» Consignes
**a)** D'après le texte sur la garde nationale, comment doit être une garde nationale « digne de ce nom » ?
**b)** Repérez et recopiez chaque ligne qui contient le mot « shirt ». La casse compte.

» Texte à lire

La création d’une garde nationale : nouvelle chimère gouvernementale
C'est la dernière lubie, ou farce-et-attrape présidentielle : la mise sur pied d'une garde nationale.
Avec Hollande tout est simple. Après l'inversion de la courbe du chômage grâce au pacte de responsabilité, après le "ça va mieux (même si vous ne vous en rendez pas compte)", le voilà qui nous sort de sa mémorable boite à outil la garde nationale qui devrait nous préserver des méchants terroristes dont il a toujours du mal à nous dire qu'ils sont islamistes. Mais après tout c'est normal, inutile de s'embrouiller dans des explications laborieuses quand on pense, même si ce n'est pas vrai c'est l'impression qu'il donne, qu'on a en face de soi une bande de demeurés avides de paroles simples et rassurantes. L'homme est un redoutable optimiste, ou à côté de ses pompes, à chacun de juger, puisque selon lui cette garde nationale est déjà en train de se constituer. En fait elle existe déjà dans sa tête puisqu'il existe des réservistes en nombre, même si celui-ci reste en deçà des objectifs, mais à quoi bon se noyer dans les détails. Appelons donc ces réservistes gardes-nationaux et le tour est joué : la garde nationale existe ! Tout est simple avec Neuneu qui confond communication et action.
Reste que cependant l'idée n'est peut-être pas à rejeter d'emblée, même si en l'état actuel des choses il faut se garder de l'optimisme présidentiel. Elle mérite d'être étudiée et critiquée tout en gardant à l'esprit que le chemin sera long pour parvenir à mettre sur pied une garde nationale digne de ce nom, à savoir opérationnelle et dans le cadre de missions clairement identifiées.

» Données de travail
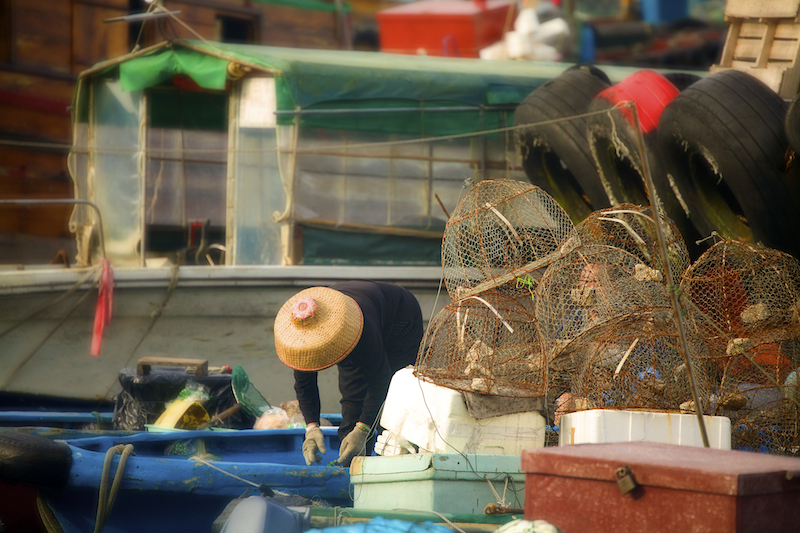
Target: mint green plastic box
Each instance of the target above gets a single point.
(441, 482)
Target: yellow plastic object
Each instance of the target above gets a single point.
(183, 414)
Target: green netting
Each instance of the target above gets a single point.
(311, 80)
(148, 70)
(174, 108)
(314, 5)
(325, 247)
(246, 394)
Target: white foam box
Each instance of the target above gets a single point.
(445, 483)
(436, 419)
(597, 426)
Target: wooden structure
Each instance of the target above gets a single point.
(764, 41)
(45, 44)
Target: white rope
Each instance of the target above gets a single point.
(440, 515)
(243, 480)
(627, 226)
(625, 357)
(492, 309)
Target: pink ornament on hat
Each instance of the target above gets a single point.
(304, 308)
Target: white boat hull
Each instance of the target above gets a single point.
(222, 314)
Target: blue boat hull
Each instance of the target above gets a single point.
(169, 493)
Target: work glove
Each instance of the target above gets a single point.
(313, 445)
(353, 444)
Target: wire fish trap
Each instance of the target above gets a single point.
(774, 428)
(747, 302)
(632, 228)
(485, 344)
(591, 285)
(636, 362)
(496, 232)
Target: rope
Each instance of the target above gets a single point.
(154, 317)
(107, 496)
(327, 149)
(11, 375)
(51, 303)
(47, 516)
(234, 476)
(440, 515)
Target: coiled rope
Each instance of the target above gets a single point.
(107, 496)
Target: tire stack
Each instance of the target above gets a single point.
(718, 149)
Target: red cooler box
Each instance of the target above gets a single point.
(675, 489)
(456, 28)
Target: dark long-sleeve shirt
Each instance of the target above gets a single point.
(389, 341)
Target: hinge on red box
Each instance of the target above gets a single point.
(625, 480)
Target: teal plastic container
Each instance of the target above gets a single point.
(445, 483)
(662, 11)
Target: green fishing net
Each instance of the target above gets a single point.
(252, 401)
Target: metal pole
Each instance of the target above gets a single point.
(62, 201)
(476, 109)
(673, 295)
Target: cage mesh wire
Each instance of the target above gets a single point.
(593, 284)
(486, 344)
(747, 302)
(632, 228)
(633, 362)
(499, 226)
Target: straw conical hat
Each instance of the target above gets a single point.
(316, 328)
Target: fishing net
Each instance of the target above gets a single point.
(253, 402)
(485, 344)
(494, 234)
(635, 362)
(747, 306)
(593, 284)
(632, 228)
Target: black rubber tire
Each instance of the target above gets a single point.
(556, 156)
(722, 141)
(34, 461)
(792, 124)
(681, 80)
(615, 149)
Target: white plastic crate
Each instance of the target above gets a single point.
(598, 426)
(436, 419)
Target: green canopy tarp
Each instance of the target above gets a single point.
(328, 79)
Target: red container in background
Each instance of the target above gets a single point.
(444, 27)
(678, 489)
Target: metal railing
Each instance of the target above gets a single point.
(64, 201)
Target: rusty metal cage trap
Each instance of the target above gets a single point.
(495, 232)
(591, 285)
(632, 228)
(747, 305)
(635, 362)
(485, 344)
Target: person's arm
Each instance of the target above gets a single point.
(307, 391)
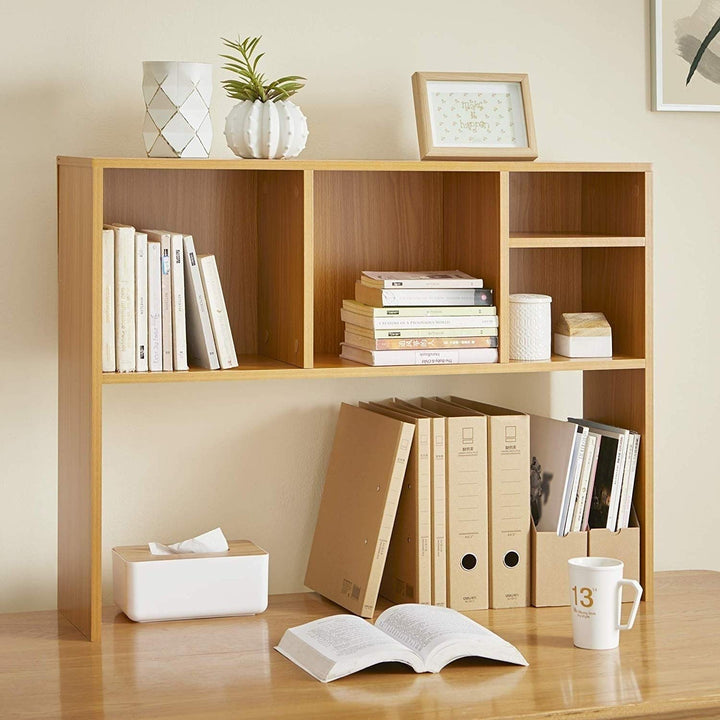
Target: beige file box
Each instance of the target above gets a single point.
(509, 503)
(549, 558)
(466, 505)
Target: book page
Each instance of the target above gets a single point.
(333, 647)
(440, 635)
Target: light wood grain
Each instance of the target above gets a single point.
(218, 208)
(354, 165)
(666, 667)
(79, 396)
(281, 266)
(370, 221)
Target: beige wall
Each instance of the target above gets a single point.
(250, 456)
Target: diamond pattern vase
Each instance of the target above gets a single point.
(177, 100)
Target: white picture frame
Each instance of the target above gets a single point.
(670, 91)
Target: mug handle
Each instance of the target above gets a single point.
(636, 602)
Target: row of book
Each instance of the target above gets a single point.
(425, 501)
(162, 304)
(420, 318)
(582, 474)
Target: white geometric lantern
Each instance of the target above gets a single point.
(274, 129)
(177, 100)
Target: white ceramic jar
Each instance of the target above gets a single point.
(530, 326)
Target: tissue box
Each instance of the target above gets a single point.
(194, 585)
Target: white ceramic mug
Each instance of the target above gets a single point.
(596, 586)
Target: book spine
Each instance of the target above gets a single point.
(141, 316)
(419, 357)
(201, 344)
(620, 460)
(178, 298)
(407, 298)
(167, 303)
(423, 284)
(108, 301)
(577, 471)
(418, 311)
(584, 483)
(368, 343)
(388, 519)
(154, 308)
(125, 299)
(629, 483)
(419, 323)
(218, 313)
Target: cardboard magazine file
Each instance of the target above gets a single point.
(407, 577)
(358, 506)
(549, 563)
(623, 545)
(509, 502)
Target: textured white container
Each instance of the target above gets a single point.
(177, 587)
(266, 129)
(530, 327)
(177, 101)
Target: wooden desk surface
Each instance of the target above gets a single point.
(668, 666)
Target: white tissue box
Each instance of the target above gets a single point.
(193, 585)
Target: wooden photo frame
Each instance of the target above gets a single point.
(474, 116)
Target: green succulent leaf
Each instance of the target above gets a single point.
(250, 84)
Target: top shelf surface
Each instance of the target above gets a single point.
(374, 165)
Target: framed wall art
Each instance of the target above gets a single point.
(473, 116)
(686, 55)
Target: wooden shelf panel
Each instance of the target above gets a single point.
(332, 366)
(571, 240)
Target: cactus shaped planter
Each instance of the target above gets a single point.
(271, 129)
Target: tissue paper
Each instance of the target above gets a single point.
(213, 541)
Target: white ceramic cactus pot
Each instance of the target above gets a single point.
(266, 129)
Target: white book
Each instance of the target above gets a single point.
(581, 497)
(629, 481)
(166, 296)
(574, 480)
(428, 279)
(424, 637)
(177, 278)
(623, 437)
(399, 323)
(108, 301)
(141, 317)
(200, 341)
(124, 297)
(419, 357)
(154, 308)
(219, 319)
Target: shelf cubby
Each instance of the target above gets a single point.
(292, 237)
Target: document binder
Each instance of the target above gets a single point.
(509, 499)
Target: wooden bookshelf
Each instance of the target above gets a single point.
(290, 239)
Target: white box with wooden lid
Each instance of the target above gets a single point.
(151, 587)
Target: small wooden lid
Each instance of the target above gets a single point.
(583, 325)
(141, 553)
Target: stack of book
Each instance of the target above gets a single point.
(162, 304)
(582, 474)
(420, 318)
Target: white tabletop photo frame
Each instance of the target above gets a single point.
(474, 116)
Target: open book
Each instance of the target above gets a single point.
(425, 637)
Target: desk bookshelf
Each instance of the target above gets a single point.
(291, 237)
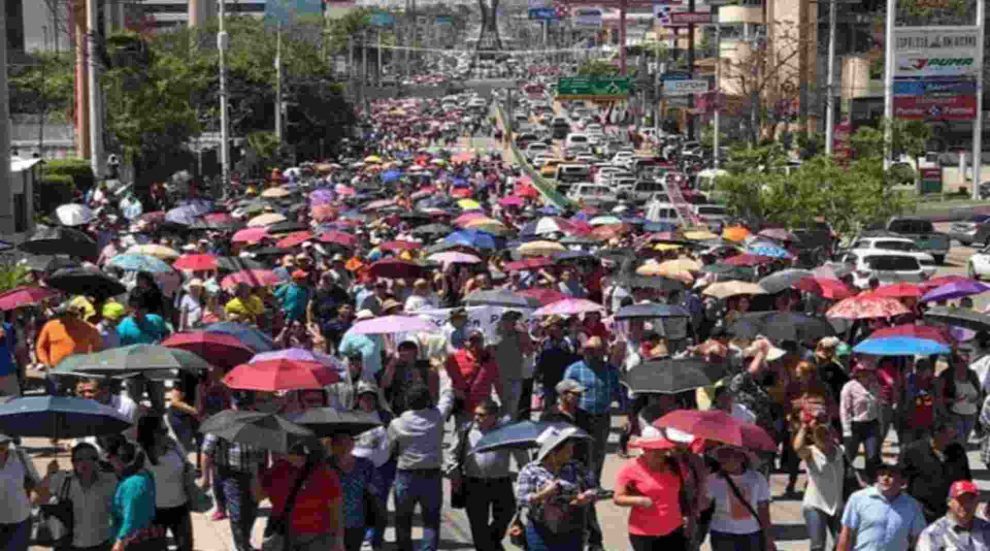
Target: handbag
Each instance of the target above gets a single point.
(52, 524)
(276, 531)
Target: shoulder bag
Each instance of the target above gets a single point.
(277, 529)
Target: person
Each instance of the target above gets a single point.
(881, 517)
(316, 521)
(132, 512)
(553, 490)
(485, 478)
(960, 528)
(931, 465)
(415, 437)
(168, 466)
(650, 485)
(741, 518)
(89, 490)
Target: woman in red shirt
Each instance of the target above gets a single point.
(650, 486)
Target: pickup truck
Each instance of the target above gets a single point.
(924, 235)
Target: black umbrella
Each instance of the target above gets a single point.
(266, 431)
(781, 326)
(959, 317)
(86, 281)
(329, 421)
(670, 376)
(60, 240)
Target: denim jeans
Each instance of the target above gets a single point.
(818, 524)
(425, 488)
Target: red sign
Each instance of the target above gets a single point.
(935, 108)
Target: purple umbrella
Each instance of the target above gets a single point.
(956, 289)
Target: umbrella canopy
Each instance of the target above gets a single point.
(60, 240)
(59, 417)
(85, 281)
(670, 376)
(278, 375)
(900, 346)
(25, 296)
(866, 307)
(718, 426)
(216, 348)
(726, 289)
(329, 421)
(266, 431)
(252, 337)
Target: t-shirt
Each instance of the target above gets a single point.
(663, 488)
(311, 513)
(731, 516)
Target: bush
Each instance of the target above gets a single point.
(78, 171)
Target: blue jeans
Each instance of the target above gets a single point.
(818, 524)
(425, 488)
(722, 541)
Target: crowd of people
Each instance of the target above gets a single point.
(531, 305)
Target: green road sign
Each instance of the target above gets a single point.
(593, 88)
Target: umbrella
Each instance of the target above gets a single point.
(866, 307)
(139, 263)
(133, 359)
(718, 426)
(569, 307)
(900, 346)
(73, 214)
(328, 421)
(783, 280)
(249, 336)
(25, 296)
(266, 431)
(217, 348)
(781, 326)
(85, 281)
(59, 417)
(60, 240)
(959, 317)
(196, 262)
(521, 435)
(392, 324)
(670, 376)
(726, 289)
(502, 298)
(954, 290)
(278, 375)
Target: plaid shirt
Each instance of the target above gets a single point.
(238, 457)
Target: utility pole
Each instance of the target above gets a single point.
(222, 41)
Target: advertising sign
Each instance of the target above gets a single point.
(935, 108)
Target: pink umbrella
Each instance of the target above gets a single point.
(392, 324)
(569, 307)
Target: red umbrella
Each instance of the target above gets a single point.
(866, 307)
(276, 375)
(824, 287)
(217, 348)
(25, 296)
(254, 278)
(718, 426)
(196, 262)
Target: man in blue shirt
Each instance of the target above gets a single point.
(882, 517)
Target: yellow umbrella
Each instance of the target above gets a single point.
(540, 248)
(160, 252)
(725, 289)
(266, 219)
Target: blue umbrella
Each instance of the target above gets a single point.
(139, 263)
(250, 336)
(59, 417)
(900, 346)
(470, 238)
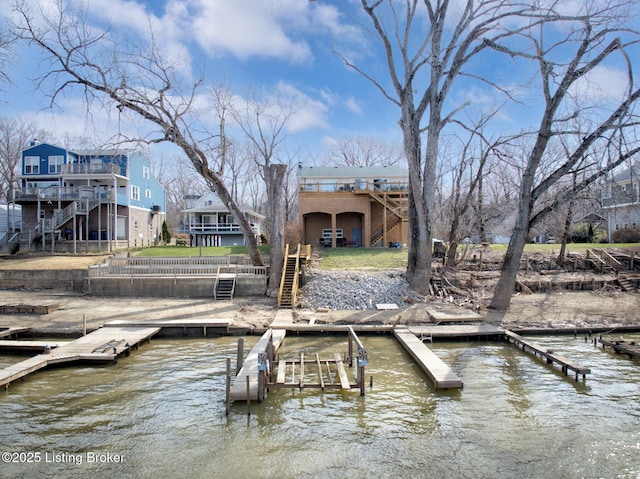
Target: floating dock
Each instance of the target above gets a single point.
(102, 345)
(565, 363)
(621, 346)
(12, 332)
(19, 346)
(270, 341)
(441, 375)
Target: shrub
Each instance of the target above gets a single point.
(626, 235)
(166, 235)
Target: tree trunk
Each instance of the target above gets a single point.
(505, 287)
(451, 254)
(565, 235)
(276, 174)
(419, 255)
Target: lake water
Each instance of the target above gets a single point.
(161, 413)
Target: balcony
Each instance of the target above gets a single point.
(55, 193)
(620, 197)
(330, 186)
(215, 228)
(89, 168)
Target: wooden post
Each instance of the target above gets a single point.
(248, 396)
(240, 357)
(228, 399)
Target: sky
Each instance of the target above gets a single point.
(246, 45)
(288, 46)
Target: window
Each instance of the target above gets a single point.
(31, 165)
(326, 233)
(55, 163)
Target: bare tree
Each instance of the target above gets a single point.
(358, 150)
(591, 40)
(427, 46)
(6, 54)
(15, 135)
(136, 78)
(264, 122)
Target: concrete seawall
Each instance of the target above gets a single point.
(156, 287)
(66, 280)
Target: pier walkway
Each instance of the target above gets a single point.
(565, 363)
(441, 375)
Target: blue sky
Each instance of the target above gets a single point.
(248, 45)
(269, 45)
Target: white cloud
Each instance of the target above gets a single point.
(247, 28)
(603, 83)
(353, 105)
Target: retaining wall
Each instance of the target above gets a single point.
(156, 287)
(65, 280)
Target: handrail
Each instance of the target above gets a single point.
(296, 274)
(180, 266)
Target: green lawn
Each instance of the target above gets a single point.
(173, 250)
(345, 258)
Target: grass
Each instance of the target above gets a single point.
(555, 247)
(173, 250)
(346, 258)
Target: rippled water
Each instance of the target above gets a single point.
(163, 410)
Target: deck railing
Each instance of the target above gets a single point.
(174, 266)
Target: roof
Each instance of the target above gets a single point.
(352, 172)
(87, 152)
(216, 206)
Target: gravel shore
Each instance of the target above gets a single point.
(355, 290)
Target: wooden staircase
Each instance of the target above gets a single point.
(396, 205)
(289, 273)
(293, 264)
(225, 287)
(626, 284)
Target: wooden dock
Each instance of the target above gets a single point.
(621, 346)
(551, 357)
(185, 327)
(102, 345)
(250, 366)
(12, 332)
(441, 375)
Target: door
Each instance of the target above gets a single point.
(356, 236)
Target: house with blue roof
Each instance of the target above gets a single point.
(208, 222)
(621, 201)
(88, 200)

» Corrigés
**a)** Elle doit être opérationnelle et agir dans le cadre de missions clairement identifiées.

**b)**
Target: dark long-sleeve shirt
Target: woman in red shirt
Target: t-shirt
Target: plaid shirt
Target: man in blue shirt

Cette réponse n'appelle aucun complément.